Lines to restate from the data below: from the one containing "outline woman's long" to the one containing "outline bare knee, every instance", both included. Give them again exactly, and only them.

### Stored records
★ ★ ★
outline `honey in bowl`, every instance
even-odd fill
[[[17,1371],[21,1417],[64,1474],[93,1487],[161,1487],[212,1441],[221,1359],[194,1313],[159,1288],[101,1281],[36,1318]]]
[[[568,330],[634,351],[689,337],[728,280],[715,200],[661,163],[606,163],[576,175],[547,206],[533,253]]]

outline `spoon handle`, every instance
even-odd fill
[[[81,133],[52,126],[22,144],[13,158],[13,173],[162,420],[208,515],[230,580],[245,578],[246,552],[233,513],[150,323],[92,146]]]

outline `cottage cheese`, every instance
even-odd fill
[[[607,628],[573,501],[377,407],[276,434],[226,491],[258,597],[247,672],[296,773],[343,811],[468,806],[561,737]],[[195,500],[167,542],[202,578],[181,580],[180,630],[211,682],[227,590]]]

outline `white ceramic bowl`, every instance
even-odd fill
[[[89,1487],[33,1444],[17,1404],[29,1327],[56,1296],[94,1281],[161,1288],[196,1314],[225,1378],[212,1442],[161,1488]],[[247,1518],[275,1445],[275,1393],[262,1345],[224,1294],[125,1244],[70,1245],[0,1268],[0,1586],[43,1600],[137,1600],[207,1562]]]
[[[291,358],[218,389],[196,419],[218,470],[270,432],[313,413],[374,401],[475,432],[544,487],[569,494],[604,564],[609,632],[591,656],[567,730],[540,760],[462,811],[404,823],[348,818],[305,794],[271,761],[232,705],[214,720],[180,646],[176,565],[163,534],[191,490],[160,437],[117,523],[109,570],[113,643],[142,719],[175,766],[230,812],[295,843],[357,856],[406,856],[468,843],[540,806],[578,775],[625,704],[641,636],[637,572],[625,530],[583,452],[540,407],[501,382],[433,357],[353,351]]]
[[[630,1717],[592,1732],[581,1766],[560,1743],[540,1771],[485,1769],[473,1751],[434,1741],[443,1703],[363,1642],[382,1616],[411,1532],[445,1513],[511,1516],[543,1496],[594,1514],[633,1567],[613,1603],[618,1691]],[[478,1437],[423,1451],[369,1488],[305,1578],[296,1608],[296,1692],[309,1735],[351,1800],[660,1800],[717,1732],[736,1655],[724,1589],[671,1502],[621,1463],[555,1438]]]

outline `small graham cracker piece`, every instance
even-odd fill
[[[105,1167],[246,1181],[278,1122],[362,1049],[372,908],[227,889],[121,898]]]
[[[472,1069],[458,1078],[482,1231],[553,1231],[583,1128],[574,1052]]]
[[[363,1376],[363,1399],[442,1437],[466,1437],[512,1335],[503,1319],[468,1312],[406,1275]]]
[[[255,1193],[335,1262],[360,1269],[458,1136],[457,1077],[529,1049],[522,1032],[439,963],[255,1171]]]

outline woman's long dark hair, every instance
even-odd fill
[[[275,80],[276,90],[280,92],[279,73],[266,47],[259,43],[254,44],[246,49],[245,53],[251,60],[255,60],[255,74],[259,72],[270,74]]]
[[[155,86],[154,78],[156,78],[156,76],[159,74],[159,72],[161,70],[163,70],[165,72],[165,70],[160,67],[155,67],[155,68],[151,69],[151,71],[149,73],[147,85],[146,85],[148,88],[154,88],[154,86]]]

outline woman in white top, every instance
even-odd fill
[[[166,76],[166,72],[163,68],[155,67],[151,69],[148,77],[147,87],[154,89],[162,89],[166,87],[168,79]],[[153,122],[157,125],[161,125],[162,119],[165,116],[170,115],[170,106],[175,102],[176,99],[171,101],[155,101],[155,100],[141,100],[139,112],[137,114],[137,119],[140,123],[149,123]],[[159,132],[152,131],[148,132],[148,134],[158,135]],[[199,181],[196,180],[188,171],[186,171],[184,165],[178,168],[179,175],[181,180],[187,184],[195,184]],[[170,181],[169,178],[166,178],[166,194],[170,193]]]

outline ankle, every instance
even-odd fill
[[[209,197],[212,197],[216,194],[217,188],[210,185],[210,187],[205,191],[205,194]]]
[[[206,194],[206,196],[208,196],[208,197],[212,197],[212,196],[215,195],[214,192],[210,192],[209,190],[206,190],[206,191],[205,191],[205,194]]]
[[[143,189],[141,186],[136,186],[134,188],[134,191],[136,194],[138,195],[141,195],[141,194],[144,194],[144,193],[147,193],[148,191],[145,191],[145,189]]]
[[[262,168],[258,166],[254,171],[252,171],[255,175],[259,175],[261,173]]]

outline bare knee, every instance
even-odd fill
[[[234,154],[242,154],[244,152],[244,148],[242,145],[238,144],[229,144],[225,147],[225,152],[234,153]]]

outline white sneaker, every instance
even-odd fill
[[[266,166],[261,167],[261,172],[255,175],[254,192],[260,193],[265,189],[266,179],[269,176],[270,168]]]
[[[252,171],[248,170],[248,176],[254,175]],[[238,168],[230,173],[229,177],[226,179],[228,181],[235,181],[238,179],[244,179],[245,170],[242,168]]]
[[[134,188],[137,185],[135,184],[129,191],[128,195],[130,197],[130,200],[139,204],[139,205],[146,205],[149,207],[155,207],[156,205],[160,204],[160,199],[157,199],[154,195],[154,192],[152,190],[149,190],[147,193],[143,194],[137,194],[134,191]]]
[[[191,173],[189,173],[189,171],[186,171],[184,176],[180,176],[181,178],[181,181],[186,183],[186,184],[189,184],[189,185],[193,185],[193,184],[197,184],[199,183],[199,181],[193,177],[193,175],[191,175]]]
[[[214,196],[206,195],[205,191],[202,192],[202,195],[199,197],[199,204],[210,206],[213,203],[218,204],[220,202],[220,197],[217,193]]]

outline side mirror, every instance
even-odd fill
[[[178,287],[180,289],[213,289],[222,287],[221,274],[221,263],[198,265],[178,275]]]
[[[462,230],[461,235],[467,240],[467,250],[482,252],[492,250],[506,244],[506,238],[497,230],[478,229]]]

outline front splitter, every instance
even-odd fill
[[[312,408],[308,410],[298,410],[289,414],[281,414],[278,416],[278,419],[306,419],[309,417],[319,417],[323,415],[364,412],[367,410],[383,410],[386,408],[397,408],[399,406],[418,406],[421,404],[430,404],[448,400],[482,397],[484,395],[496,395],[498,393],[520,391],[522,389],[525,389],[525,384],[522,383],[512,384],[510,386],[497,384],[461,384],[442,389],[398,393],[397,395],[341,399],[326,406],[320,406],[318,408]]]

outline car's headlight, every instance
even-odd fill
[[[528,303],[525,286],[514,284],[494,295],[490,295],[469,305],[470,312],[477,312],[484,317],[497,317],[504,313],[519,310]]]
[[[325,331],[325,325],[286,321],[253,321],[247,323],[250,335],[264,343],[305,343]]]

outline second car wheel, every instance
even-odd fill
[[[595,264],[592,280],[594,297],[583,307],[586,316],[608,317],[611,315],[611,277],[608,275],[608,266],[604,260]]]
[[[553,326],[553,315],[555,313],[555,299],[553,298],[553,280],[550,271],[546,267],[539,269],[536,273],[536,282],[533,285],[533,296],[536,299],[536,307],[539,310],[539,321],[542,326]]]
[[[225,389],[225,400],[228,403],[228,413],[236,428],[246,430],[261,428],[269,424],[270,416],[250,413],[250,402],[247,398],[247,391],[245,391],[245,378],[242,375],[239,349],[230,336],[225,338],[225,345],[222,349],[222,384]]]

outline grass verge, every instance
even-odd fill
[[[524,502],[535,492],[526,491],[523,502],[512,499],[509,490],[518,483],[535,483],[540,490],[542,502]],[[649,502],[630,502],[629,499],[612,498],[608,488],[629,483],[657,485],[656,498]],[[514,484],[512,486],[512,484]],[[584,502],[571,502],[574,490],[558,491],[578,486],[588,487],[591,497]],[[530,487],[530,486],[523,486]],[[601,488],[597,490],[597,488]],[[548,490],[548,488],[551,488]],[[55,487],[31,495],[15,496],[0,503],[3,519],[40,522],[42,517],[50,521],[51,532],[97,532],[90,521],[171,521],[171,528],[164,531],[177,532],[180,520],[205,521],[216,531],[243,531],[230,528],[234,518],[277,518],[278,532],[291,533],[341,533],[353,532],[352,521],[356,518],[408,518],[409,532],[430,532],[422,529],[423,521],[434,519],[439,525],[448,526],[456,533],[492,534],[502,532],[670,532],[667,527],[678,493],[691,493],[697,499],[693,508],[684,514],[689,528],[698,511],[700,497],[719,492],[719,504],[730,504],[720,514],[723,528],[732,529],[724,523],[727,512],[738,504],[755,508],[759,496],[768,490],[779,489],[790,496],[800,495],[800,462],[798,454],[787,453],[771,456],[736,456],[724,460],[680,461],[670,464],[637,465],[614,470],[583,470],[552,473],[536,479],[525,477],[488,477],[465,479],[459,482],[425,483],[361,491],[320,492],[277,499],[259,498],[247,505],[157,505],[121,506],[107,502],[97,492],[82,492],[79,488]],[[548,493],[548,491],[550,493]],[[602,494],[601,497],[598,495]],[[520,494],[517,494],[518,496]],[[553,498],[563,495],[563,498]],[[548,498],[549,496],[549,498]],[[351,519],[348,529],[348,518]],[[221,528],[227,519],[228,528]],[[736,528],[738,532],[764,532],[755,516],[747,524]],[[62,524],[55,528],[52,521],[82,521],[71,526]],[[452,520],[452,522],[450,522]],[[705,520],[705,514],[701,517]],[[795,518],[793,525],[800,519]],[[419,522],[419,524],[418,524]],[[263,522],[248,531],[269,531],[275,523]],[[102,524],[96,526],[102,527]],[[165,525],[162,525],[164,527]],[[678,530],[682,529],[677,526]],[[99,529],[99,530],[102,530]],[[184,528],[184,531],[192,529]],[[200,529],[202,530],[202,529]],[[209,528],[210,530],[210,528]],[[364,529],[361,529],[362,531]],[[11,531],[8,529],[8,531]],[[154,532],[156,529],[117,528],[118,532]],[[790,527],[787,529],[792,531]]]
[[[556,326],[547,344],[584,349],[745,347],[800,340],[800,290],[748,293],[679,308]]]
★ ★ ★
### TASK ANSWER
outline woman's long dark hair, every instance
even-odd fill
[[[275,80],[276,90],[280,92],[279,73],[266,47],[259,43],[254,44],[246,49],[245,53],[251,60],[255,60],[255,74],[259,72],[270,74]]]
[[[155,86],[154,78],[156,78],[156,76],[159,74],[159,72],[161,70],[163,70],[165,72],[165,70],[160,67],[155,67],[155,68],[151,69],[151,71],[149,73],[147,85],[146,85],[148,88],[154,88],[154,86]]]

outline woman in white top, every instance
even-odd fill
[[[166,76],[166,72],[163,68],[155,67],[151,69],[148,77],[147,87],[154,89],[162,89],[166,87],[168,79]],[[153,122],[157,125],[161,125],[162,119],[165,116],[170,115],[170,106],[175,102],[176,99],[171,101],[155,101],[155,100],[141,100],[139,112],[137,114],[137,119],[140,123],[149,123]],[[159,132],[152,131],[148,132],[148,134],[158,135]],[[199,181],[196,180],[188,171],[186,171],[184,165],[178,168],[179,175],[181,180],[187,184],[195,184]],[[170,181],[169,178],[166,178],[166,194],[170,193]]]

outline ankle, every instance
even-odd fill
[[[209,197],[212,197],[216,194],[217,188],[210,185],[210,187],[205,191],[205,194]]]
[[[206,194],[206,196],[208,196],[208,197],[212,197],[212,196],[215,195],[214,192],[210,192],[209,190],[206,190],[206,191],[205,191],[205,194]]]
[[[143,189],[141,186],[136,186],[134,188],[134,191],[136,194],[138,195],[141,195],[141,194],[144,194],[144,193],[147,193],[148,191],[145,191],[145,189]]]
[[[262,168],[258,166],[254,171],[252,171],[255,175],[259,175],[261,173]]]

outline bare knee, every instance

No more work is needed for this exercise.